* Assignment *
Your output must be the line containing "sky above? Mark it with a dot." followed by every later line in the entries below, all copied exactly.

Dataset entries
_____
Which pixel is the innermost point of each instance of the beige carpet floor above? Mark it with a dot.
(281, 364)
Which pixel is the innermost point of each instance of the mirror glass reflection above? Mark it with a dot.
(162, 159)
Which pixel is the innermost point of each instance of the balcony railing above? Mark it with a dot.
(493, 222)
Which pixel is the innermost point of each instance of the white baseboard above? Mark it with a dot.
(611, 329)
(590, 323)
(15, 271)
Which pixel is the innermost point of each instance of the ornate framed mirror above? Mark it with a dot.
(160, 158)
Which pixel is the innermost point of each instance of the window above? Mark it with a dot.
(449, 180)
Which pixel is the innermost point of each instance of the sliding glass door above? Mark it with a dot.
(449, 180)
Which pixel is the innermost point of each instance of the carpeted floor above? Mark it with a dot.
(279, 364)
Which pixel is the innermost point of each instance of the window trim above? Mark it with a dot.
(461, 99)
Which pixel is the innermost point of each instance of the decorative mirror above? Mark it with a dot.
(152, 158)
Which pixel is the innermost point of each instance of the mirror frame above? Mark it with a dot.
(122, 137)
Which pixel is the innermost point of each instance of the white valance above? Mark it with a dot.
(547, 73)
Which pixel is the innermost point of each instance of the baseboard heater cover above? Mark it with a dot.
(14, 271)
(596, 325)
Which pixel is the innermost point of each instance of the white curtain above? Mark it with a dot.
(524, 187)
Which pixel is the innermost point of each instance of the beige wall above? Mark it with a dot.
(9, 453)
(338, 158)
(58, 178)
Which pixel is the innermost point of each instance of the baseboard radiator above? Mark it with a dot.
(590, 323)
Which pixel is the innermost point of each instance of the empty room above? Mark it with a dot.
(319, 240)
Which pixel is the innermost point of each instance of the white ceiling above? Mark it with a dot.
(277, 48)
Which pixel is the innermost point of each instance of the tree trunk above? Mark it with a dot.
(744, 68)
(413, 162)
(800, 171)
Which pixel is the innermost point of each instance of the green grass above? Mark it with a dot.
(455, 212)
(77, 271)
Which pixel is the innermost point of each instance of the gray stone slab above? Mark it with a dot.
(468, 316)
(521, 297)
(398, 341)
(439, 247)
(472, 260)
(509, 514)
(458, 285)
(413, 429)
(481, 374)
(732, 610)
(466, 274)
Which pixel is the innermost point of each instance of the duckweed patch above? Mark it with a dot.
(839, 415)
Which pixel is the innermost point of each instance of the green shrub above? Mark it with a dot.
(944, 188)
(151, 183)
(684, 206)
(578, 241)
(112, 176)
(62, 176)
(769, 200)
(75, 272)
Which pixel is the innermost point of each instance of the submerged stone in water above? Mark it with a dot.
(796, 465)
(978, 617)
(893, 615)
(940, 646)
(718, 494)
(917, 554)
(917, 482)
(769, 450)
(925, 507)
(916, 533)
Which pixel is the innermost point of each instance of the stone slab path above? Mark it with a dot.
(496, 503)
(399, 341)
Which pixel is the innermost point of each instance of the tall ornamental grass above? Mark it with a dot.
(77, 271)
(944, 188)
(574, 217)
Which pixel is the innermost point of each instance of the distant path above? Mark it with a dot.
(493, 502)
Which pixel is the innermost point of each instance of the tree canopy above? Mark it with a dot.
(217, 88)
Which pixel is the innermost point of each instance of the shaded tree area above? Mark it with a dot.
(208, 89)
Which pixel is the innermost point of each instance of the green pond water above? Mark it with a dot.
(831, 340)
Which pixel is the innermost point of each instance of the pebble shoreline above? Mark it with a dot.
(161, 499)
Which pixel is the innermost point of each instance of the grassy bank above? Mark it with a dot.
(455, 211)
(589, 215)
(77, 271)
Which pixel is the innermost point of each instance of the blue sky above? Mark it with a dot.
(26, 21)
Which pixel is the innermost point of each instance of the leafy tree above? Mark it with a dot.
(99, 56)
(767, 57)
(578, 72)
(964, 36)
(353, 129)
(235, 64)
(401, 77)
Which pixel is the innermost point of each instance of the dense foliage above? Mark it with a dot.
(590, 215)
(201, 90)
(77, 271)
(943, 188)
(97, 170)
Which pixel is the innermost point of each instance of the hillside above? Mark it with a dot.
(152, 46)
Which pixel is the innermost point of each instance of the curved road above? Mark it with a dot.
_____
* Exercise solution *
Which pixel is the innermost point of each instance of the blue sky above? Mark it with a dot.
(26, 21)
Which pixel is the innermost point of each instance of the leafy tree above? Mark it with a dot.
(99, 56)
(767, 57)
(578, 72)
(964, 36)
(353, 129)
(235, 64)
(401, 77)
Which pixel is the innermost point of each instance of the dense foliage above? Mark it with a dot.
(590, 215)
(201, 90)
(77, 271)
(943, 188)
(97, 170)
Which pixel is the innermost point of each instance of the hillside above? Mark it with a dot.
(152, 46)
Which pixel is the innermost point of each instance of the curved road above? Mark it with a dot.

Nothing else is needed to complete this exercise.